**SHORT EXERCISE**
Pick up the passage on Lightning's NYSE listing notice and keep writing it from the point where it stops.
==== QUOTED PASSAGE ====
The notice was triggered by the company’s average market capitalisation failing to exceed $50mm for 30 consecutive trading days. A the same time, the firm’s last reported stockholders’ equity was also less than $50mn.
The firm’s market cap currently sits just below $12m as valuation has decreased amid concerns for mounting inventory and dwindling cash reserves. But Lightning stresses that “the notice has no immediate effect on the listing of the company’s common stock on the NYSE, subject to the company’s compliance with the NYSE’s other continued listing requirements”.
The company’s line-up of products includes Class 3 cargo and passenger vans, Class 4 and 5 cargo vans and shuttle buses, Class 6 work trucks, Class 7 city buses, and Class 8 motor coaches.
Despite the company largely targeting Class 4 and above, a segment eligible for the most lucrative tax credit incentives under the Inflation Reduction Act (IRA), company CEO and founder Timothy Reeser in fact blames the incentive legislation for sluggish sales performance.
“These new incentives and the associated cumbersome application and award processes have elongated the sales cycle due to lack of definition and extended award timing,” Reeser said at the firm’s Q2 results.
Lightning’s share price hit a year-to-date peak of at $20.20 in February, but in recent weeks company stock has traded at around $2 per share, a year-to-date decline of 77.4pc.
Despite his frustration with delays owing to red tape, Reeser still echoes the sentiments of other commercial vehicle manufacturing executives in identifying Class 4 as a “sweet spot” under the IRA. Class 4 is the threshold for vehicles being eligible for a $40,000 tax credit, compared to only $7,500 made available for smaller vehicles.
==== RECORDS SHOWN ====
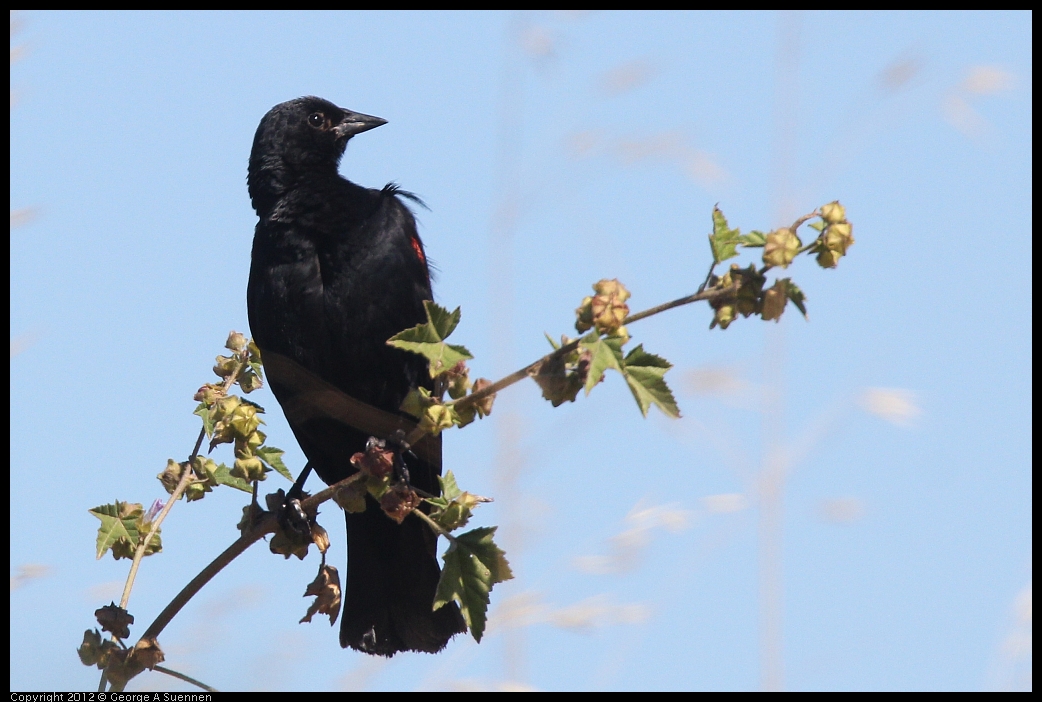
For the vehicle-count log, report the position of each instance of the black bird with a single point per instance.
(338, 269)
====
==== RECORDS SHOWN ====
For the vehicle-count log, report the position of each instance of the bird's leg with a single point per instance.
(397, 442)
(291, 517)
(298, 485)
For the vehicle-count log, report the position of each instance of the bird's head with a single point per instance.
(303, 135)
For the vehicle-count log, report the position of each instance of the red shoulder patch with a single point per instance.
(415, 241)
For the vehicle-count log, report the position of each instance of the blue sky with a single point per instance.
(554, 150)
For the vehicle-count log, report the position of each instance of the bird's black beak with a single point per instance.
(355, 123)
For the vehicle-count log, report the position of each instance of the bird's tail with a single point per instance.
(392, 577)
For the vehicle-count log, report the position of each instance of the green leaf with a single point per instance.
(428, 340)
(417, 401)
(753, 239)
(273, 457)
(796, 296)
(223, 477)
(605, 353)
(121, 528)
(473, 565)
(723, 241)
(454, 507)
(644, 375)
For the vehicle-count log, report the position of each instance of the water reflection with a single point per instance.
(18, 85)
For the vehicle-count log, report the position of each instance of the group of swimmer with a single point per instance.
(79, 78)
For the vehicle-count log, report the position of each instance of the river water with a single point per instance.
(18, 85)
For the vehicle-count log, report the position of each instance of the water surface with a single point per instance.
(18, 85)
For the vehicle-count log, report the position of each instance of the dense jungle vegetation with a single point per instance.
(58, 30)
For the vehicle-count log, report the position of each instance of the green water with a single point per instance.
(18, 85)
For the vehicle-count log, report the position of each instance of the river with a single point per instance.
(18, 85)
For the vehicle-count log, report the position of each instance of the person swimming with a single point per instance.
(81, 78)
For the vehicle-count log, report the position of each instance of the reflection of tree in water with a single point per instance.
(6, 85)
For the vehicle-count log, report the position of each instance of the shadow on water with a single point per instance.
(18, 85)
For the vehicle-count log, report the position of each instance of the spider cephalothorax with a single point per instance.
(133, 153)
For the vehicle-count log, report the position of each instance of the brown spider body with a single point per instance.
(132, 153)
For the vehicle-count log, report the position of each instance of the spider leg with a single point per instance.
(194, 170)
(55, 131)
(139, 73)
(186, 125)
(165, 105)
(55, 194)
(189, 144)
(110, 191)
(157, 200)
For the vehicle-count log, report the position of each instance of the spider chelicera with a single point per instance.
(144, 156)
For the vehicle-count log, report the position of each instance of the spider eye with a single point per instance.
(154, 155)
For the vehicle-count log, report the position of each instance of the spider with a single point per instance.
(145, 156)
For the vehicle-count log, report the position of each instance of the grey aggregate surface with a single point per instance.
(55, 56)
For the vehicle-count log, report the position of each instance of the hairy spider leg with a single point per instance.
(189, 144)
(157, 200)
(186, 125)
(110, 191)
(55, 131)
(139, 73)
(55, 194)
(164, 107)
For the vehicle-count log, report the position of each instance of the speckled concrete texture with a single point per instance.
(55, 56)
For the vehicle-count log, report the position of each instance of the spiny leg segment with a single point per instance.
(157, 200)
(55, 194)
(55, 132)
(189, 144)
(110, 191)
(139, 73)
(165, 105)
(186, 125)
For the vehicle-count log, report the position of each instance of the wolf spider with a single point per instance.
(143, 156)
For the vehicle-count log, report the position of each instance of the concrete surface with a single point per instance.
====
**THE RESULT**
“I think one of the reasons we have spent a lot of time focusing on Class 4[…] is the incentives landscape with both IRA and FTA, and EPA all combining together for that Class 4 product,” Reeser said at Q2 results.
“The other thing is our Class 4 product is quite utilitarian in the sense that it can be a school bus, it can be a shuttle bus and it can be a work truck, so it is a unique product in that sense,” he continued.
Despite healthy demand in the company’s main market segment, Lightning’s production stumbled in the second quarter of this year, with the company producing only 46 units, including both vehicles and powertrains, down from 53 units in the first quarter, Its best performing quarter ever has still only seen it produce 74 units.
The firm was hit this year by problems involving a recall of faulty batteries made by manufacturer Romeo, which is currently being liquidated by Arizona-based HDV manufacturer Nikola. Inventory has mounted up to $57mn, up to $25mn of which is expected to be sold off in the second half of the year, according to company CFO David Agatston.
Concerns about dwindling liquidity have also surrounded the company, as it admitted that it was searching for funding options to take it beyond 2024, after reporting only $12mn in cash and cash equivalents at the end of the second quarter.